## EXTRACT TO READ
Night Moves

Photo by Jack GouldSome things should only be done under cover of night. What those things might be, I'm not exactly sure since I personally lead an unblemished existence. But if I were to hazard a guess, those things would include coke parties and hookers. One should never see hookers, say, in the morning, standing on the corner when one is, for instance, taking one's son to school. That's just icky.

But at night, oh, at night, things that are gross in unforgiving daylight take on a shimmer and a mystery. You don't see the big pores. You don't see the ugliness, the lines from the amped-out methness. Things that are squalid and seedy and downright sad look better, sexier and less hagged-out in moonlight.

David Levinthal's “Modern Romance” at Cal State Fullerton's Main Art Gallery comprises a series of untitled photographs snapped from 1983 to 1985. The main feature is a darkness so thick it becomes its own character, inking out a good three-quarters of each tiny Polaroid (Polaroids, by the way, that are exquisitely finished—none of yer tacky flatness here). Only patches of illumination pop through, and even then, they're usually hazy and ambiguous. We squint and peer, our eyeballs practically chafing on the panels. It is a lot of work, and it is still almost impossible to tell what's going on. One can only assume—one is conditioned to assume—that since it's black night, something nefarious is being committed. Some images are pixilated, like he's grabbed the scene straight from his TV. Others are just pools of white skin, barely discernible, doing their best imitation of pretzels in awkward sex positions.

Levinthal poses dolls and toys in tableaux, in various states of undress, but they're not the happy, perky, ironicized toys one would expect.

For one, with the groovy French-cinema-dreamscape focus, you can only very occasionally tell they're dolls instead of people caught on surveillance tape; for another, I bet if it weren't so damned French-cinema-dreamscape, we would be able to see nipples. It's that kind of show.

## AVAILABLE DATA

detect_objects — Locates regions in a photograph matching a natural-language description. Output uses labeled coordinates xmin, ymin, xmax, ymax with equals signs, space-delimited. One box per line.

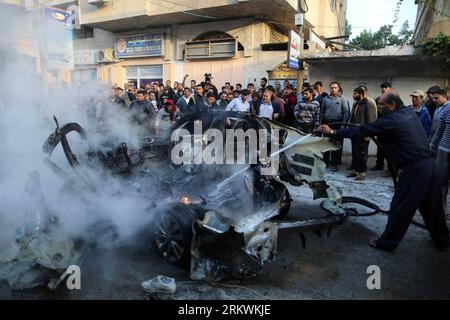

## TASKS TO CARRY OUT
[1] Answer these about the Night Moves review:
(a) In which gallery is "Modern Romance" shown?
(b) Over what span of years were the photographs taken?
(c) What does Levinthal pose in his tableaux?
[2] Edit the Night Moves review and give everything from "For one, with" down to "kind of show." again, with "surveillance tape" changed to "security footage".
[3] Resume the Night Moves review of Levinthal's photographs after its final sentence.

## RESPONSES IN ORDER
[1]
(a) Cal State Fullerton's Main Art Gallery
(b) 1983 to 1985
(c) Dolls and toys

[2]
For one, with the groovy French-cinema-dreamscape focus, you can only very occasionally tell they're dolls instead of people caught on security footage; for another, I bet if it weren't so damned French-cinema-dreamscape, we would be able to see nipples. It's that kind of show.

[3]
Levinthal's been working with dolls for 40 years; his “Hitler Moves East” in the '70s used dolls to narrate Hitler's campaign to eradicate Jews and Gypsies. Before that, he worked with bubbly Barbie dolls.

Here, Levinthal takes his cues from '40s film noir; all that's missing is a dick in a fedora.

A woman stands on a street corner; surely she isn't just waiting to cross the street? A man stands on the sidewalk, his hands in his pockets. Even though we only see him from the back, we can tell he's leering at the blonde walking by—and every woman, in Levinthal's world, is a blonde. The best scenes offer us a voyeur's look through well-lit windows. In one particularly vivid scene, we look into an office at a man behind his desk, a woman standing uncomfortably by. Outside, a car idles. I imagine rape, harassment, blackmail. Nothing good can come from this scene. But that ambiguity—what the hell is going on here?—irks me terribly. I'm not a big fan of subtlety. Whether in plays, movies or artworks, open-ended endings drive me nuts. I see them as abdications of the artist's responsibility to tell me exactly what to think and feel—they're cop-outs. And that particular scene is the most straightforward of the bunch. I dislike having to use my imagination; if I had one, I'd be off on a beach writing my novel instead of reporting on other people's imaginations. And aren't artists supposed to be the ones with that particular attribute?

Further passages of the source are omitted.